こちらの記事の監修医師
日本医科大学付属病院
副院長/消化器外科部長 吉田 寛先生
いちょうえん胃腸炎
最終更新日:2022/01/04
概要
胃・小腸・大腸に生じた炎症のこと。大きく分けて、ウイルス性胃腸炎と細菌性胃腸炎がある。ウイルス性は、胃腸に侵入したウイルスが胃腸の働きを悪化させることで、急な嘔吐や下痢などの症状が現れるため、嘔吐下痢症と呼ばれることも。主な原因ウイルスはノロウイルス、ロタウイルス、アデノウイルスなど。特に、ロタウイルスとアデノウイルスによる胃腸炎は乳幼児に多く見られる。いずれも、秋から冬にかけて流行することが多い。一方、細菌性は、サルモネラ菌(卵、鶏肉など)やカンピロバクター(豚肉、鶏肉)などの細菌感染によるもので、夏季に発生しやすい。ほかには、寄生虫による感染、薬の摂取、殺虫剤など毒性を含む化学物質が原因で起こる胃腸炎もある。
原因
ウイルス性胃腸炎はノロウイルス、ロタウイルス、アデノウイルスなどのウイルスが胃腸に侵入し、胃腸の働きを悪化させることで発生する。感染経路は主に「人から人への感染」と「汚染された水や食品からの感染」が考えられる。人から人へ感染する場合は、感染者の嘔吐物・便を触った手を介しての感染が多いが、乾燥した嘔吐物から飛散したウイルスを吸い込んで感染してしまうケースもある。食品からの感染は貝類によることが多く、しばしば汚染された二枚貝を十分に加熱せず食べることで発生。ノロウイルスは少量でも感染力が非常に強いという特徴があり、例年冬になると発生のピークを迎える。一方、細菌性胃腸炎は、カンピロバクターの感染が最も多い。生の肉を触った手で調理をしたり、十分に火を通さない肉を食べたりすることで発生する。
症状
ウイルス性胃腸炎は突然の嘔吐で始まることが多い。24~48時間くらいで、吐き気、嘔吐、下痢、発熱、腹痛などの症状が現れる。1日に何度も嘔吐を繰り返すケースが多いが、1日1~2回の嘔吐が数日間続くケースもある。嘔吐に続いて、下痢の症状が見られることが多い。症状の程度には個人差があり、3日~1週間ほど継続するが、乳幼児の場合は下痢の症状が長引くこともある。ロタウイルスに感染したウイルス性胃腸炎の場合、白っぽい下痢が見られ、次第に水のような下痢へと変化する。ただし、症状が回復した後も1週間程度は便に混じってウイルスが排泄される可能性があるため、2次感染に注意が必要。

[保存された項目]

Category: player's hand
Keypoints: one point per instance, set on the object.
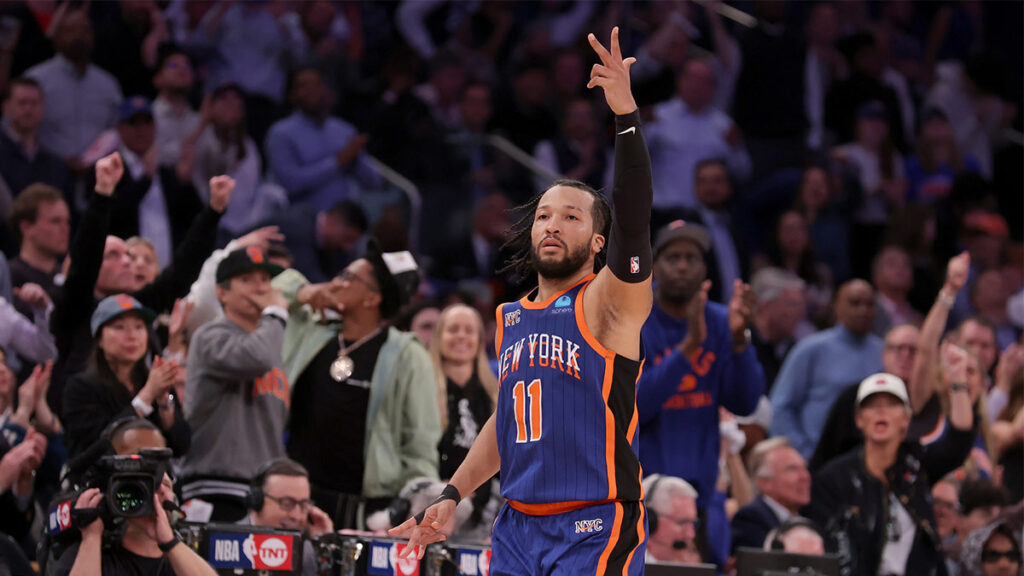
(956, 272)
(696, 325)
(438, 520)
(612, 75)
(220, 192)
(109, 172)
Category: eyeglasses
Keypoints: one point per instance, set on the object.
(349, 276)
(288, 504)
(902, 348)
(991, 557)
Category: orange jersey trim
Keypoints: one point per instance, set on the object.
(553, 507)
(529, 304)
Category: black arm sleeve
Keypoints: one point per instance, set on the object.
(632, 194)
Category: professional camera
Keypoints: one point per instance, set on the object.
(128, 483)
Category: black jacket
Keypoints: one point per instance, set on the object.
(852, 505)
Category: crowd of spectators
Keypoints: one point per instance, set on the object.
(204, 248)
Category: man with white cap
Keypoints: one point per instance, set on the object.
(875, 501)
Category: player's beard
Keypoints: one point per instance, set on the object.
(563, 268)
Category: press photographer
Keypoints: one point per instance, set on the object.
(280, 497)
(126, 497)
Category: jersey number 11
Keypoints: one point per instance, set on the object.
(527, 412)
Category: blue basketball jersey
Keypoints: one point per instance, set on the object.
(566, 418)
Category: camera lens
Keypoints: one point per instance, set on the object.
(130, 498)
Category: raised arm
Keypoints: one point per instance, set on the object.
(621, 295)
(923, 377)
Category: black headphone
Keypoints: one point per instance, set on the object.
(654, 479)
(256, 498)
(791, 523)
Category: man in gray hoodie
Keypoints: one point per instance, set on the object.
(237, 394)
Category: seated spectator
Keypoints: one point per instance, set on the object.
(237, 395)
(881, 492)
(779, 318)
(796, 536)
(892, 275)
(700, 360)
(359, 380)
(784, 485)
(872, 161)
(323, 241)
(279, 497)
(992, 550)
(932, 170)
(315, 156)
(177, 124)
(82, 99)
(101, 268)
(24, 161)
(41, 223)
(821, 366)
(823, 208)
(117, 382)
(709, 133)
(147, 545)
(791, 249)
(945, 504)
(467, 392)
(672, 510)
(225, 148)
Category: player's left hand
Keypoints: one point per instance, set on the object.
(740, 309)
(438, 520)
(612, 75)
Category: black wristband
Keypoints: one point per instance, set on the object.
(450, 493)
(169, 545)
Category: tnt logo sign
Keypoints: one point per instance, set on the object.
(474, 563)
(512, 318)
(589, 526)
(252, 551)
(384, 560)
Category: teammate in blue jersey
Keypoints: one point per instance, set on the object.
(564, 433)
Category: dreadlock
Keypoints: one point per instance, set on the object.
(519, 241)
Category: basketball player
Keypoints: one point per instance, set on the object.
(564, 434)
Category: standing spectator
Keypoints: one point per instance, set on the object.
(41, 223)
(700, 360)
(881, 492)
(175, 120)
(892, 275)
(784, 486)
(81, 98)
(156, 202)
(237, 393)
(467, 393)
(117, 381)
(686, 130)
(821, 366)
(871, 161)
(728, 261)
(246, 45)
(381, 401)
(101, 266)
(781, 313)
(323, 242)
(225, 148)
(24, 160)
(672, 510)
(313, 155)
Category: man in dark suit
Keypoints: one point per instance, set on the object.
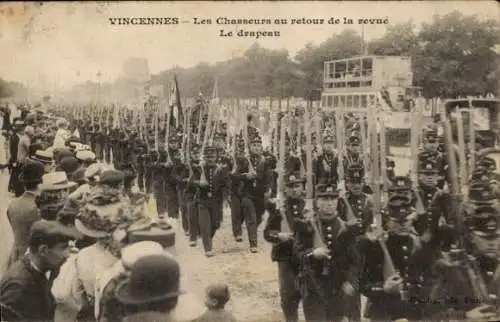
(23, 212)
(25, 289)
(15, 186)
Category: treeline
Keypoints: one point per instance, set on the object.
(451, 56)
(11, 89)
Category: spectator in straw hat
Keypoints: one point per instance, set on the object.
(104, 217)
(22, 212)
(54, 190)
(24, 144)
(152, 290)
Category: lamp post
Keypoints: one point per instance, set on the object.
(99, 74)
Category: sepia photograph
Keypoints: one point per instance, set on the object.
(250, 161)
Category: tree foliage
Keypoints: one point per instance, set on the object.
(451, 56)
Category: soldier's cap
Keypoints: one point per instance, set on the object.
(480, 173)
(56, 181)
(78, 176)
(18, 124)
(294, 178)
(355, 173)
(487, 162)
(44, 229)
(111, 177)
(326, 191)
(103, 213)
(328, 137)
(69, 164)
(29, 130)
(220, 135)
(32, 172)
(481, 192)
(256, 139)
(210, 150)
(400, 183)
(60, 153)
(427, 165)
(484, 221)
(43, 156)
(85, 155)
(354, 141)
(219, 292)
(132, 253)
(399, 207)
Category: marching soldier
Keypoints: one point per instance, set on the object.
(326, 163)
(328, 263)
(276, 233)
(431, 203)
(392, 274)
(261, 188)
(469, 287)
(172, 175)
(243, 183)
(210, 183)
(355, 207)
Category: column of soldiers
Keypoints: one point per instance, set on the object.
(416, 256)
(427, 253)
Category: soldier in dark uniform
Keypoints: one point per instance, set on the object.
(329, 265)
(393, 285)
(281, 235)
(431, 203)
(468, 287)
(400, 185)
(355, 207)
(172, 175)
(158, 174)
(325, 165)
(430, 148)
(243, 184)
(210, 185)
(15, 185)
(190, 195)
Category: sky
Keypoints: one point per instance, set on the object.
(58, 45)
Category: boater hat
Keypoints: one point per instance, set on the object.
(56, 181)
(152, 279)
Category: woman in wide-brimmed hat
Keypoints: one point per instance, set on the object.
(105, 217)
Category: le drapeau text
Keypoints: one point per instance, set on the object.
(248, 27)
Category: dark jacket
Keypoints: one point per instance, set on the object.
(25, 294)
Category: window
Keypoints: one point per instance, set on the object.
(349, 101)
(363, 101)
(340, 69)
(367, 67)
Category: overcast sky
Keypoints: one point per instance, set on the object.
(60, 44)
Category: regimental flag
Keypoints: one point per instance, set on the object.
(174, 99)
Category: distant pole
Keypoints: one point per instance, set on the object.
(99, 74)
(364, 51)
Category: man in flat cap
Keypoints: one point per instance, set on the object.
(22, 212)
(25, 289)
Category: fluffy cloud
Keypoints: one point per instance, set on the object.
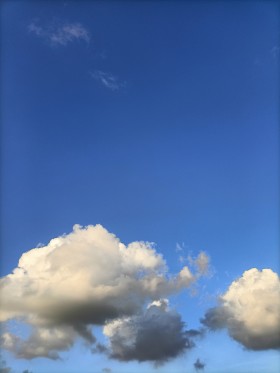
(198, 365)
(81, 279)
(4, 368)
(250, 310)
(157, 335)
(43, 342)
(60, 35)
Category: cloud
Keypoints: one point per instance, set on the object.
(249, 310)
(78, 280)
(4, 368)
(198, 365)
(156, 335)
(62, 34)
(201, 263)
(108, 80)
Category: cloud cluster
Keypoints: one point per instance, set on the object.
(60, 35)
(157, 335)
(250, 310)
(85, 278)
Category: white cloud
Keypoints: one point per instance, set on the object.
(62, 34)
(81, 279)
(250, 310)
(108, 80)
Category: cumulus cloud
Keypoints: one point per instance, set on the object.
(198, 365)
(156, 335)
(78, 280)
(60, 34)
(108, 80)
(250, 310)
(4, 368)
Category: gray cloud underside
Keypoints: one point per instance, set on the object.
(85, 278)
(156, 335)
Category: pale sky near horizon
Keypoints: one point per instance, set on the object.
(155, 125)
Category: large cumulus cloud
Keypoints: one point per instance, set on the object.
(250, 310)
(81, 279)
(157, 335)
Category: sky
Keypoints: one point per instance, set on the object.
(140, 186)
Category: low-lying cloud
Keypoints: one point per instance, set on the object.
(157, 335)
(85, 278)
(250, 310)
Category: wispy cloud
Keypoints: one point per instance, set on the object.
(108, 80)
(60, 34)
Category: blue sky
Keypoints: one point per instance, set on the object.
(159, 121)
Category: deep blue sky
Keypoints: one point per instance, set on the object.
(184, 151)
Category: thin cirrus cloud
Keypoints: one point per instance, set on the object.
(79, 280)
(249, 310)
(107, 80)
(60, 35)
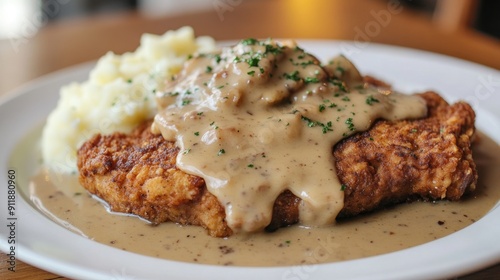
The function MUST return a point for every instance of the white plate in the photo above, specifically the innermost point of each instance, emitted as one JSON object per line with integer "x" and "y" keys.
{"x": 42, "y": 243}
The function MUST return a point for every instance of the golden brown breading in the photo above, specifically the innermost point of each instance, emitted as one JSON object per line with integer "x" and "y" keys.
{"x": 392, "y": 162}
{"x": 136, "y": 174}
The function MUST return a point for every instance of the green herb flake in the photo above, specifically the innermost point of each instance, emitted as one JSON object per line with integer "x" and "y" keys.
{"x": 309, "y": 80}
{"x": 218, "y": 59}
{"x": 370, "y": 100}
{"x": 293, "y": 76}
{"x": 253, "y": 61}
{"x": 350, "y": 125}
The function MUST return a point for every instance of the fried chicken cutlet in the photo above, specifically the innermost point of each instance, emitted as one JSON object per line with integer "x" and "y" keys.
{"x": 390, "y": 163}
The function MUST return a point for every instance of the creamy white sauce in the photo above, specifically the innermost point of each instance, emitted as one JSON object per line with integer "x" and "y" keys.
{"x": 63, "y": 200}
{"x": 260, "y": 118}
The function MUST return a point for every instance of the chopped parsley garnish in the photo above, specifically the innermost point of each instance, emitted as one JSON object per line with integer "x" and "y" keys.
{"x": 253, "y": 61}
{"x": 324, "y": 127}
{"x": 370, "y": 100}
{"x": 293, "y": 76}
{"x": 341, "y": 85}
{"x": 350, "y": 125}
{"x": 249, "y": 41}
{"x": 309, "y": 80}
{"x": 218, "y": 59}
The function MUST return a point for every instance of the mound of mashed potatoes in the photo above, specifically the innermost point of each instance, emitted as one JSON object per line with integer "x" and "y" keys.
{"x": 118, "y": 95}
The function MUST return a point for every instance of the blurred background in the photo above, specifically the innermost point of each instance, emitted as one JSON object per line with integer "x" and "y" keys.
{"x": 41, "y": 36}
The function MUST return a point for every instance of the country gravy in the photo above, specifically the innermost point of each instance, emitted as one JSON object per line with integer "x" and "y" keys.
{"x": 237, "y": 116}
{"x": 262, "y": 117}
{"x": 63, "y": 200}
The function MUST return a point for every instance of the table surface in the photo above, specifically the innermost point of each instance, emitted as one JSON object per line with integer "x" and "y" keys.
{"x": 69, "y": 42}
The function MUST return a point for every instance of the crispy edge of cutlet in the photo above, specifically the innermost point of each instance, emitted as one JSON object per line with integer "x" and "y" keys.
{"x": 429, "y": 159}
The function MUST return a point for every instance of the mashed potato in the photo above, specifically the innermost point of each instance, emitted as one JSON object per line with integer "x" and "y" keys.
{"x": 118, "y": 95}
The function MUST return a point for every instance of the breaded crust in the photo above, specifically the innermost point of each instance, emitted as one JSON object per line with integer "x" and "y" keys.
{"x": 392, "y": 162}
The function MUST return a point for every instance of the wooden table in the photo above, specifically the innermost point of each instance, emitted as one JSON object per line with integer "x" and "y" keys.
{"x": 70, "y": 42}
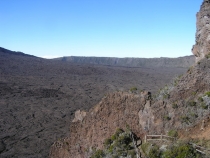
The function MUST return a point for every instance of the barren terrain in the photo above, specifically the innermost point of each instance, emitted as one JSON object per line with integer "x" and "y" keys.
{"x": 38, "y": 97}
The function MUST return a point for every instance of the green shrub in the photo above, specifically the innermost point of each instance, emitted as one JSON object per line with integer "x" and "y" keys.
{"x": 191, "y": 103}
{"x": 132, "y": 153}
{"x": 204, "y": 106}
{"x": 154, "y": 152}
{"x": 174, "y": 106}
{"x": 98, "y": 154}
{"x": 107, "y": 142}
{"x": 185, "y": 119}
{"x": 180, "y": 151}
{"x": 193, "y": 115}
{"x": 207, "y": 94}
{"x": 167, "y": 118}
{"x": 207, "y": 56}
{"x": 172, "y": 133}
{"x": 200, "y": 99}
{"x": 118, "y": 132}
{"x": 133, "y": 89}
{"x": 145, "y": 147}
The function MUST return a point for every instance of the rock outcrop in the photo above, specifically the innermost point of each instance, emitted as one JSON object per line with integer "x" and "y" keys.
{"x": 202, "y": 46}
{"x": 178, "y": 108}
{"x": 117, "y": 110}
{"x": 186, "y": 61}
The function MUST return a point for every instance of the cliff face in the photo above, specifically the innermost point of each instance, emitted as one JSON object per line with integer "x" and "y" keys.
{"x": 202, "y": 46}
{"x": 181, "y": 105}
{"x": 116, "y": 110}
{"x": 133, "y": 62}
{"x": 176, "y": 107}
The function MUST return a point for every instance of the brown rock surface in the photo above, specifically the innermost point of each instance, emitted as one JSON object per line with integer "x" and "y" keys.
{"x": 117, "y": 110}
{"x": 38, "y": 97}
{"x": 202, "y": 46}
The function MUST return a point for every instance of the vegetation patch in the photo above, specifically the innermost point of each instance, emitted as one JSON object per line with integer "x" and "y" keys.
{"x": 173, "y": 133}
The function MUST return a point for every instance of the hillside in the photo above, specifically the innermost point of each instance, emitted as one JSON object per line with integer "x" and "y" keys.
{"x": 118, "y": 126}
{"x": 176, "y": 107}
{"x": 38, "y": 97}
{"x": 184, "y": 62}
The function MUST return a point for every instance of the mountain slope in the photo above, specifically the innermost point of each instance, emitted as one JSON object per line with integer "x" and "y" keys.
{"x": 185, "y": 62}
{"x": 38, "y": 97}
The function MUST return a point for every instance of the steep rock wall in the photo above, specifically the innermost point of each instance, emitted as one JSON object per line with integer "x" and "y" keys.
{"x": 202, "y": 46}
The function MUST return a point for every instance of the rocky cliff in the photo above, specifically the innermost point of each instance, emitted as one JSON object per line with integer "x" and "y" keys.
{"x": 185, "y": 62}
{"x": 202, "y": 45}
{"x": 177, "y": 106}
{"x": 180, "y": 106}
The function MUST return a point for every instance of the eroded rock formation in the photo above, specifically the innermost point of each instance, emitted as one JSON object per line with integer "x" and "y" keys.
{"x": 202, "y": 45}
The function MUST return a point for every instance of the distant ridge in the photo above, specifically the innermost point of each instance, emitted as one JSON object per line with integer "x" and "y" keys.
{"x": 6, "y": 51}
{"x": 185, "y": 62}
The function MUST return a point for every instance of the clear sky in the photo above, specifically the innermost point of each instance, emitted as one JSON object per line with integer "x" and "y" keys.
{"x": 104, "y": 28}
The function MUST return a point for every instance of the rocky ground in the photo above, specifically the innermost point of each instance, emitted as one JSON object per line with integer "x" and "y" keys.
{"x": 38, "y": 97}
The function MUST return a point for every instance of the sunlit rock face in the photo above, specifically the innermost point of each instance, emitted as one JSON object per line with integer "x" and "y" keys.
{"x": 202, "y": 45}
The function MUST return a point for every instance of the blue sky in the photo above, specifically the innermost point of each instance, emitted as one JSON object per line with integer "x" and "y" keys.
{"x": 105, "y": 28}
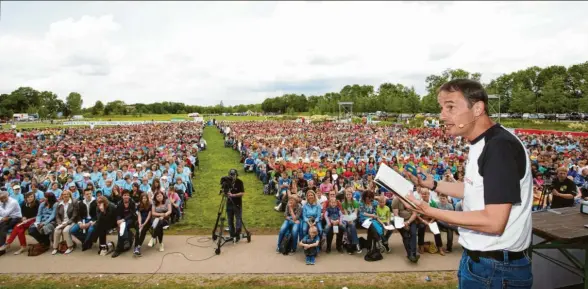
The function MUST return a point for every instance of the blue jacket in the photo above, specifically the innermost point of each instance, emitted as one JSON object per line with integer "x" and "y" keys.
{"x": 311, "y": 211}
{"x": 46, "y": 215}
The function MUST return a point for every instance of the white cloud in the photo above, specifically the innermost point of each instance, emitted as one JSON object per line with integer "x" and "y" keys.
{"x": 241, "y": 52}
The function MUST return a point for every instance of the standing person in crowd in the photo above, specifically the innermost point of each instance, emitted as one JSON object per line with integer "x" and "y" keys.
{"x": 29, "y": 212}
{"x": 367, "y": 211}
{"x": 144, "y": 221}
{"x": 291, "y": 225}
{"x": 10, "y": 215}
{"x": 497, "y": 192}
{"x": 87, "y": 218}
{"x": 311, "y": 214}
{"x": 563, "y": 189}
{"x": 161, "y": 211}
{"x": 408, "y": 229}
{"x": 42, "y": 228}
{"x": 65, "y": 217}
{"x": 106, "y": 221}
{"x": 350, "y": 211}
{"x": 126, "y": 219}
{"x": 235, "y": 206}
{"x": 334, "y": 219}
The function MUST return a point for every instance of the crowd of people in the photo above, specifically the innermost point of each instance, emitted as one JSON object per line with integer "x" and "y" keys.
{"x": 78, "y": 185}
{"x": 322, "y": 176}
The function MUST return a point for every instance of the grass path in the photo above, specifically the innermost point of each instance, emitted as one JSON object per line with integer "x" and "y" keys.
{"x": 215, "y": 162}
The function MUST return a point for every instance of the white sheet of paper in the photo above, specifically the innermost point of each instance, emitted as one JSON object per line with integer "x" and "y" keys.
{"x": 434, "y": 228}
{"x": 350, "y": 218}
{"x": 367, "y": 223}
{"x": 398, "y": 222}
{"x": 391, "y": 180}
{"x": 123, "y": 225}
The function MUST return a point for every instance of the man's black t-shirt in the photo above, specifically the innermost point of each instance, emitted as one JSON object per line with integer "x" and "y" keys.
{"x": 566, "y": 187}
{"x": 237, "y": 188}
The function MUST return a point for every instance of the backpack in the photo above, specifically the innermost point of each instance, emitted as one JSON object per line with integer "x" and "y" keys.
{"x": 373, "y": 255}
{"x": 36, "y": 250}
{"x": 285, "y": 244}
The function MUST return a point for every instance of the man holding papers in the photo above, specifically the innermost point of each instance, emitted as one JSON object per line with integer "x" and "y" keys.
{"x": 495, "y": 225}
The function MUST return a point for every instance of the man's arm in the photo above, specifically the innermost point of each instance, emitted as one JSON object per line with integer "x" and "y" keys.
{"x": 452, "y": 189}
{"x": 491, "y": 220}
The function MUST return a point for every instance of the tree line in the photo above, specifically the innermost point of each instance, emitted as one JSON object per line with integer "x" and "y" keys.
{"x": 553, "y": 89}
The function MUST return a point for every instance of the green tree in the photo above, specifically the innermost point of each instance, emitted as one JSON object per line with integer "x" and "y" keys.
{"x": 98, "y": 108}
{"x": 74, "y": 104}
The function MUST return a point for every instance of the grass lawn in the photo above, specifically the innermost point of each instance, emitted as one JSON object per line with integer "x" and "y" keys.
{"x": 412, "y": 280}
{"x": 215, "y": 162}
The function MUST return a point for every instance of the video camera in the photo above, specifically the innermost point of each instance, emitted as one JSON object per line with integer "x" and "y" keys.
{"x": 227, "y": 182}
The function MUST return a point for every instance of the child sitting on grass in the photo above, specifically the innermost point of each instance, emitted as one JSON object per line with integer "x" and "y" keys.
{"x": 310, "y": 244}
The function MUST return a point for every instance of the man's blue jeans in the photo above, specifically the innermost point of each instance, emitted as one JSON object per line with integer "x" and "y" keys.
{"x": 489, "y": 273}
{"x": 409, "y": 238}
{"x": 289, "y": 226}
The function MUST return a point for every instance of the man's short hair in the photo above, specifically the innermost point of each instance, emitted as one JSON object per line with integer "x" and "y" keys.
{"x": 472, "y": 90}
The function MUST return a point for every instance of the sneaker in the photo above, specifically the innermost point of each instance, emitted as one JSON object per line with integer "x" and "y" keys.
{"x": 137, "y": 251}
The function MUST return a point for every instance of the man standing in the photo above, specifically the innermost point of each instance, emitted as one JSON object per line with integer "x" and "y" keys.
{"x": 10, "y": 215}
{"x": 235, "y": 206}
{"x": 495, "y": 226}
{"x": 563, "y": 189}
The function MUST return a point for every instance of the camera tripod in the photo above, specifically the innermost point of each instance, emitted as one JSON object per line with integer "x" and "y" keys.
{"x": 217, "y": 232}
{"x": 545, "y": 193}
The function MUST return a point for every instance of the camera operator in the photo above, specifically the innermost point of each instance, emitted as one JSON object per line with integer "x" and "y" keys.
{"x": 563, "y": 189}
{"x": 235, "y": 205}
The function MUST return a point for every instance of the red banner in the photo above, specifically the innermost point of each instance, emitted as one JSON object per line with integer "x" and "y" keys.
{"x": 554, "y": 132}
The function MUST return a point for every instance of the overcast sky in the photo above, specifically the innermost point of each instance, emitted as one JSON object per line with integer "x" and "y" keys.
{"x": 242, "y": 52}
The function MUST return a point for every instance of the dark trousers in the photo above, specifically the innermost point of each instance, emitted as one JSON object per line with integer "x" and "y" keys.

取り組み方 | 本文によると、細菌性胃腸炎で最も多いのは何の感染か答えなさい。

解答 | カンピロバクターの感染